DATA ROWS -
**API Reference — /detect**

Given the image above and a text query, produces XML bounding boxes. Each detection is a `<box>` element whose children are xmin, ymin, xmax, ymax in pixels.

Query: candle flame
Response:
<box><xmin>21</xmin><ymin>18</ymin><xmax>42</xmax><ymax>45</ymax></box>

EXERCISE AIM - Rewrite the lines above as a numbered list, leaving out the blank ones.

TASK RESULT -
1. **API Reference — /detect**
2. Given the image above and a text query, produces XML bounding boxes. Each detection is a `<box>` element whose children are xmin, ymin, xmax, ymax in pixels.
3. Query: candle flame
4. Response:
5. <box><xmin>21</xmin><ymin>18</ymin><xmax>42</xmax><ymax>45</ymax></box>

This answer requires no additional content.